____ The records

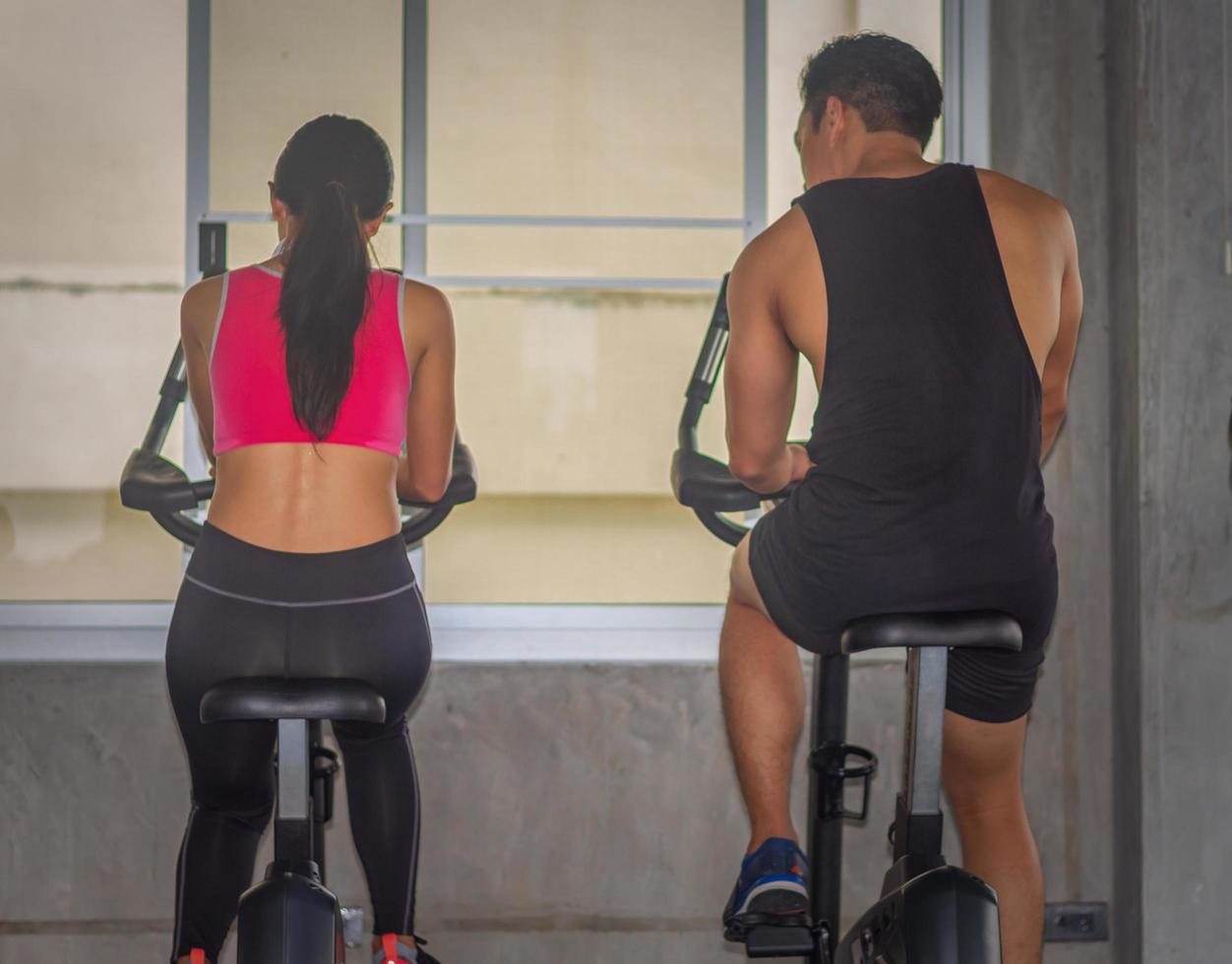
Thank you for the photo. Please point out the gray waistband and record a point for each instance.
(297, 605)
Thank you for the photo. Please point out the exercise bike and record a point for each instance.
(929, 913)
(289, 916)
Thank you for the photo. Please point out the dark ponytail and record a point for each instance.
(334, 174)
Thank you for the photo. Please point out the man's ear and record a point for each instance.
(835, 120)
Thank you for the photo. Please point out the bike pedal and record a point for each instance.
(780, 942)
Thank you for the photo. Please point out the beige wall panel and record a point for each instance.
(81, 383)
(576, 551)
(581, 392)
(248, 244)
(567, 107)
(83, 546)
(279, 63)
(655, 253)
(92, 154)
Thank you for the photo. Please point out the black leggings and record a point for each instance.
(247, 611)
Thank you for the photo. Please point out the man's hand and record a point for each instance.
(800, 460)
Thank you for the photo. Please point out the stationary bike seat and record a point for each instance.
(272, 698)
(979, 630)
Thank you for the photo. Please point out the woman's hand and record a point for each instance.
(800, 460)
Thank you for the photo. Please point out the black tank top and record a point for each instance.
(927, 434)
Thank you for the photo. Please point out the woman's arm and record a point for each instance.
(424, 471)
(199, 311)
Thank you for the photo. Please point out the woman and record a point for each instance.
(308, 372)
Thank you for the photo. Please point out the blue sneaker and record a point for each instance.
(770, 890)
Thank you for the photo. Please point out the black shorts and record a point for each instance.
(983, 685)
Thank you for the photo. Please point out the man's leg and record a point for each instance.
(983, 782)
(763, 691)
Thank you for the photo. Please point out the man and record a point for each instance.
(938, 307)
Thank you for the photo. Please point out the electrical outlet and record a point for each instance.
(352, 926)
(1076, 923)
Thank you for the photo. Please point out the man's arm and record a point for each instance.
(759, 377)
(1055, 383)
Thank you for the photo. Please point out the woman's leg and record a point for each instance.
(387, 644)
(229, 763)
(382, 793)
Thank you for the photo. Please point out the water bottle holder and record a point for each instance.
(324, 767)
(831, 762)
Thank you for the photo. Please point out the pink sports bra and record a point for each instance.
(248, 376)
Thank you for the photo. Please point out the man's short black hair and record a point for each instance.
(890, 83)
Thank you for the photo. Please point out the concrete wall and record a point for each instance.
(571, 812)
(1173, 505)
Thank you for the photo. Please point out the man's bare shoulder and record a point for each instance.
(777, 248)
(1021, 205)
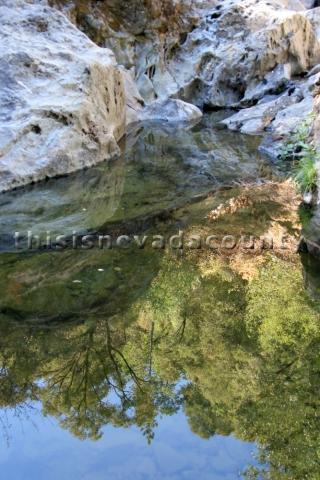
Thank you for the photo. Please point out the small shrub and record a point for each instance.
(303, 153)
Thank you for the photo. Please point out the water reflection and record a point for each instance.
(229, 340)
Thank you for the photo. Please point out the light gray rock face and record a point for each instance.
(62, 99)
(241, 52)
(215, 53)
(276, 117)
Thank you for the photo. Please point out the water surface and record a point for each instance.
(160, 363)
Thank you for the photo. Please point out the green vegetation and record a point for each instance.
(304, 154)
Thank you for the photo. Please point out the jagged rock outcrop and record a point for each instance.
(214, 53)
(62, 100)
(66, 102)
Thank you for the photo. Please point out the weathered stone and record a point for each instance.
(171, 110)
(62, 98)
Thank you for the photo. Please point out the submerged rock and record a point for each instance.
(62, 101)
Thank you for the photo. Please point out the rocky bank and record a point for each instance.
(74, 74)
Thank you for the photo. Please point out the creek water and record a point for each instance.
(132, 361)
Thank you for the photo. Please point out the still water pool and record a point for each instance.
(160, 363)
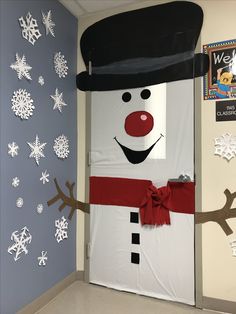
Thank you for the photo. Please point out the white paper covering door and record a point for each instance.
(165, 267)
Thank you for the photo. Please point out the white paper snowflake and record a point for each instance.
(30, 29)
(13, 149)
(36, 149)
(225, 146)
(21, 239)
(58, 100)
(43, 258)
(44, 177)
(61, 146)
(15, 182)
(60, 65)
(22, 104)
(48, 23)
(21, 67)
(41, 80)
(39, 208)
(61, 227)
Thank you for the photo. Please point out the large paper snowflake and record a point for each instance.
(21, 67)
(36, 149)
(58, 100)
(48, 23)
(29, 28)
(60, 65)
(225, 146)
(61, 229)
(61, 146)
(22, 104)
(21, 240)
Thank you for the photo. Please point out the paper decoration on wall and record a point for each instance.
(15, 182)
(58, 100)
(48, 23)
(13, 149)
(61, 146)
(19, 202)
(22, 104)
(61, 229)
(21, 240)
(221, 215)
(60, 65)
(225, 146)
(36, 149)
(41, 80)
(68, 200)
(44, 177)
(39, 208)
(42, 260)
(30, 29)
(21, 67)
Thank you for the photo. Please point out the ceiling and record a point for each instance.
(83, 7)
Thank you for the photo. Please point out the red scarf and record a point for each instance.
(154, 203)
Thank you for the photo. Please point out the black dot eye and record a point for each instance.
(145, 94)
(126, 97)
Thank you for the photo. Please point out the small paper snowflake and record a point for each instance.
(60, 65)
(15, 182)
(61, 146)
(21, 67)
(61, 227)
(29, 28)
(44, 177)
(19, 202)
(36, 149)
(41, 80)
(21, 240)
(225, 146)
(58, 100)
(39, 208)
(48, 23)
(13, 149)
(43, 258)
(22, 104)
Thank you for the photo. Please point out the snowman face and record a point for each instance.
(129, 125)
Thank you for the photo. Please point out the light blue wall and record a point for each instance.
(22, 281)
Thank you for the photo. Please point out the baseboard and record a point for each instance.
(219, 305)
(50, 294)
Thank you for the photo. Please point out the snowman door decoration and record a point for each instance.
(140, 70)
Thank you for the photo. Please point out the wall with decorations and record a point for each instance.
(38, 140)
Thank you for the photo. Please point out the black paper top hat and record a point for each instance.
(143, 47)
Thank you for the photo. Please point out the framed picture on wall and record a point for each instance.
(220, 81)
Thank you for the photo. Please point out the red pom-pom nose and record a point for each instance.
(139, 123)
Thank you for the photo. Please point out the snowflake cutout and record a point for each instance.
(58, 100)
(22, 104)
(21, 239)
(36, 149)
(39, 208)
(61, 146)
(13, 149)
(225, 146)
(29, 28)
(43, 258)
(41, 80)
(15, 182)
(19, 202)
(61, 227)
(44, 177)
(21, 67)
(48, 23)
(60, 65)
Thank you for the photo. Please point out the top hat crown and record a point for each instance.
(143, 47)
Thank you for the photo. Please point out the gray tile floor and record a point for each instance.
(83, 298)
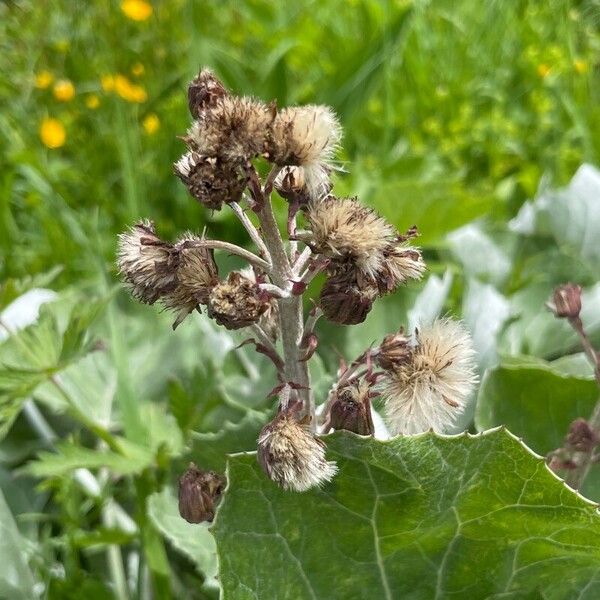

________

◆ **Work item**: In the answer, include exactly the lines from the one containing "Thank you for the photo. Please point out the gray tile" through the end of the records above and no pictures at all.

◆ **Solution to this exercise**:
Thank you for the photo. Please point out the gray tile floor and record a point for each instance.
(83, 298)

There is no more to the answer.